■ To be done: Update the lines below by replacing every "even-odd rule" with "nonzero winding rule" and keeping everything else the same. Leave the pictures out of your answer.

■ Available data:
○ ○ ○ ○ ○
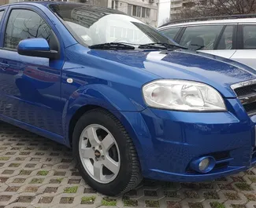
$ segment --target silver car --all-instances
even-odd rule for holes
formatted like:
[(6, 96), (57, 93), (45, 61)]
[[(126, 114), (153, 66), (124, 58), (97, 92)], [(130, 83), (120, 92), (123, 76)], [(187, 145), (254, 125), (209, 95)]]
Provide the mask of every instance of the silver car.
[(256, 18), (253, 18), (256, 16), (244, 16), (173, 22), (158, 30), (183, 46), (229, 58), (256, 70)]

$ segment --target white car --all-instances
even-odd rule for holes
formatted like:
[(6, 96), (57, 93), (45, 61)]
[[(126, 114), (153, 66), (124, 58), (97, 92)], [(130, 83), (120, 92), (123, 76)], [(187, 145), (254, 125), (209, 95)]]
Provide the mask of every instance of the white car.
[(256, 69), (256, 18), (252, 18), (255, 15), (242, 16), (247, 18), (231, 16), (225, 16), (229, 18), (225, 20), (174, 21), (158, 30), (183, 46), (232, 59)]

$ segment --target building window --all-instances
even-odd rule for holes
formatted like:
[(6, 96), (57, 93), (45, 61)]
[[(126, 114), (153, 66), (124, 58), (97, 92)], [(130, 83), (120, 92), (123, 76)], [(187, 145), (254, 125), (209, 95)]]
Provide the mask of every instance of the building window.
[(137, 16), (137, 6), (135, 5), (132, 6), (132, 16)]
[(118, 1), (113, 1), (113, 0), (112, 4), (111, 4), (111, 8), (117, 9), (117, 6), (118, 6)]
[(132, 5), (128, 5), (128, 9), (127, 9), (128, 15), (132, 15)]
[(132, 14), (132, 16), (138, 17), (149, 18), (150, 16), (150, 9), (128, 4), (128, 14)]
[(145, 18), (146, 17), (146, 8), (143, 7), (143, 13), (141, 14), (141, 17)]

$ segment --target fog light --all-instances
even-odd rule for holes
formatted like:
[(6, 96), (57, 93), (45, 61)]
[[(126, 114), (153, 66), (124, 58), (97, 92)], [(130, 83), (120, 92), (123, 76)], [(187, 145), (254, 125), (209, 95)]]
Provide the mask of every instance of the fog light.
[(215, 159), (211, 156), (202, 157), (190, 163), (191, 169), (202, 173), (211, 171), (215, 166)]
[(199, 170), (201, 171), (206, 170), (207, 169), (207, 167), (209, 167), (209, 165), (210, 165), (210, 159), (209, 159), (209, 158), (206, 158), (200, 162)]

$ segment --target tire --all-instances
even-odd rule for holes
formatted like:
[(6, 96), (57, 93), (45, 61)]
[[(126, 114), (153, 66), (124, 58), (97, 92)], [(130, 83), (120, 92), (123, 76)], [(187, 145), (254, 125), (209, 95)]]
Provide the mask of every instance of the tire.
[[(110, 139), (111, 136), (113, 140)], [(105, 138), (109, 138), (111, 142), (106, 142)], [(99, 146), (94, 141), (97, 139)], [(114, 144), (107, 151), (108, 144), (113, 140)], [(100, 193), (109, 196), (122, 195), (135, 188), (143, 179), (132, 139), (120, 121), (107, 111), (97, 108), (82, 115), (74, 129), (72, 150), (83, 178)], [(108, 169), (106, 166), (109, 166), (109, 161), (111, 168)], [(102, 172), (99, 173), (102, 163), (104, 163)], [(105, 163), (107, 166), (105, 166)]]

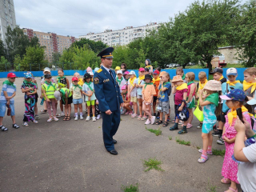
○ ○ ○ ○ ○
■ Response:
$ segment --target silver car --all-instances
nonzero winding rule for holes
formatted like:
[(6, 96), (57, 93), (45, 61)]
[[(126, 114), (153, 66), (124, 58), (97, 92)], [(130, 83), (120, 92), (123, 76)], [(187, 145), (254, 125), (209, 95)]]
Provide the mask of every instance of the silver car.
[(256, 18), (253, 18), (256, 16), (244, 16), (173, 22), (158, 30), (183, 46), (229, 58), (256, 70)]

$ segment --target white car --all-instances
nonzero winding rule for holes
formatted like:
[(6, 96), (57, 93), (45, 61)]
[[(126, 114), (153, 66), (124, 58), (97, 92)], [(130, 83), (120, 92), (123, 76)], [(187, 145), (254, 125), (209, 95)]]
Provide the mask of every instance of the white car.
[(256, 69), (256, 18), (252, 18), (255, 15), (242, 16), (247, 18), (231, 16), (225, 16), (229, 18), (225, 20), (174, 21), (158, 30), (183, 46), (232, 59)]

$ segment --target building window --all-instances
nonzero winding rule for holes
formatted like:
[(6, 96), (57, 93), (45, 61)]
[[(126, 114), (153, 66), (124, 58), (97, 92)], [(130, 83), (120, 92), (123, 76)], [(187, 145), (254, 125), (209, 95)]]
Provide the mask of every instance of the building window.
[(137, 16), (137, 6), (135, 5), (132, 6), (132, 16)]
[(118, 1), (113, 1), (113, 0), (112, 4), (111, 4), (111, 8), (117, 9), (117, 6), (118, 6)]
[(132, 5), (128, 5), (128, 9), (127, 9), (128, 15), (132, 15)]
[(132, 14), (132, 16), (138, 17), (149, 18), (150, 16), (150, 9), (128, 4), (128, 14)]
[(145, 18), (146, 17), (146, 8), (143, 7), (143, 13), (141, 14), (141, 17)]

$ segment --target fog light --all-instances
nonzero winding rule for holes
formatted like:
[(6, 96), (57, 93), (45, 61)]
[[(126, 114), (153, 66), (124, 58), (97, 92)], [(130, 83), (120, 92), (123, 76)], [(187, 145), (254, 125), (209, 95)]]
Provide the mask of every instance of the fog light.
[(215, 159), (211, 156), (202, 157), (190, 163), (191, 169), (202, 173), (211, 171), (215, 166)]
[(199, 170), (201, 171), (206, 170), (207, 169), (207, 167), (209, 167), (209, 165), (210, 165), (210, 159), (209, 159), (209, 158), (206, 158), (200, 162)]

$ segment --target tire --all-instances
nonzero winding rule for holes
formatted like:
[(6, 96), (57, 93), (45, 61)]
[[(126, 114), (153, 66), (124, 58), (97, 92)], [(130, 83), (120, 92), (123, 76)], [(187, 145), (254, 125), (209, 95)]]
Provide the mask of every instance of the tire.
[[(110, 139), (111, 136), (113, 140)], [(105, 138), (109, 138), (111, 142), (106, 142)], [(99, 146), (94, 141), (97, 139)], [(114, 144), (107, 151), (108, 144), (113, 140)], [(100, 193), (109, 196), (122, 195), (135, 188), (143, 179), (132, 139), (120, 121), (107, 111), (97, 108), (82, 115), (74, 129), (72, 150), (83, 178)], [(108, 169), (106, 166), (109, 166), (109, 161), (111, 168)], [(102, 172), (99, 173), (102, 163), (104, 163)], [(105, 163), (107, 166), (105, 166)]]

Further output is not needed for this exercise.